• WORK TO COMPLETE:
- 1) Retype the part of the Día de los Muertos text below that opens with the words containing "The beauty of" and closes with "a sacred altar.".
- 2) According to the Día de los Muertos text below, on which dates is the holiday traditionally celebrated?

Start of GIVEN TEXT

Día de los Muertos: Honoring Life, Memory, and Connection

Oct 7, 2025

Three women smile closely together wearing colorful Día de los Muertos face paint, floral embroidered clothing, and bright marigold hair flowers.

Hi, my name is Elisa Congelio, and I’m currently a teacher at Bella Prāṇa. I wanted to take a moment to introduce myself and invite you into honoring a special Mexican holiday known as Día de los Muertos (Day of the Dead). At Bella Prāṇa we will be celebrating together the 31st – 2nd, and we invite you to join us by bringing a photo to place on our altar. But first, what is Día de los Muertos and how does it relate to yoga?

I was raised in a bicultural household and first became immersed in this tradition when I moved to Mexico as a young girl. I watched my Mexican tías hold space for those who had gone before us, weaving remembrance into daily life. For me, Día de los Muertos is about celebrating the ones we love, even after they’ve passed, remembering the sweet beginnings, honoring the middle, and holding gratitude for the entire journey.

Unlike Halloween, this is not a holiday of fear or fright. Día de los Muertos is a joyful, colorful celebration of remembrance. It recognizes that for life to be whole, it must include both birth and death, joy and sadness, light and dark. It’s an acknowledgment of the circle of life and a chance to keep our loved ones alive in memory and spirit.

One of the most meaningful traditions is the creation of an ofrenda (altar). Families decorate these altars with photographs, candles, marigolds (the flower of the dead), food, and other offerings to welcome the spirits of their loved ones back home. Marigolds guide them with their bright colors and most notably their scent, candles represent light and hope, and favorite foods are placed as a gesture of love.

How to Create Your Own Ofrenda

dia de los muertos ofrenda

  1. Select a space — A small table, shelf, or windowsill can serve as the altar.
  2. Photographs — Place pictures of loved ones you wish to honor.
  3. Marigolds (cempasúchil) — Fresh marigolds to guide spirits with the fragrance of the flower.
  4. Candles — Each flame represents light, hope, and guidance for the returning spirits.
  5. Offerings (ofrendas) — Favorite foods, drinks, or small mementos of the person being honored.
  6. Personal touches — Objects, prayers, or notes that hold meaning for you and your loved one.

The beauty of the ofrenda is that it’s not about perfection, it’s about intention and remembrance. Even a single flower, candle, or photograph can become a sacred altar.

Día de los Muertos is traditionally celebrated on November 1st and November 2nd. Together, these two days invite us to pause, reflect, and remember those who came before, not with sorrow, but with joy, laughter, music, and the stories that keep them close.

End of GIVEN TEXT
Start of PROVIDED DATA

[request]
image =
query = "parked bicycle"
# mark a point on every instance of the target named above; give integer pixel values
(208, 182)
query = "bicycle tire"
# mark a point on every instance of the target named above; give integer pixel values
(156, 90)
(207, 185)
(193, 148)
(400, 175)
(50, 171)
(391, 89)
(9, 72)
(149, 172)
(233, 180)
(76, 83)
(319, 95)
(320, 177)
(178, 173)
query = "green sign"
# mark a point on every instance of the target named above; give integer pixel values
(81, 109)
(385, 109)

End of PROVIDED DATA

• ANSWERS FOR THIS EXERCISE:
- 1)
The beauty of the ofrenda is that it’s not about perfection, it’s about intention and remembrance. Even a single flower, candle, or photograph can become a sacred altar.

- 2) November 1st and November 2nd.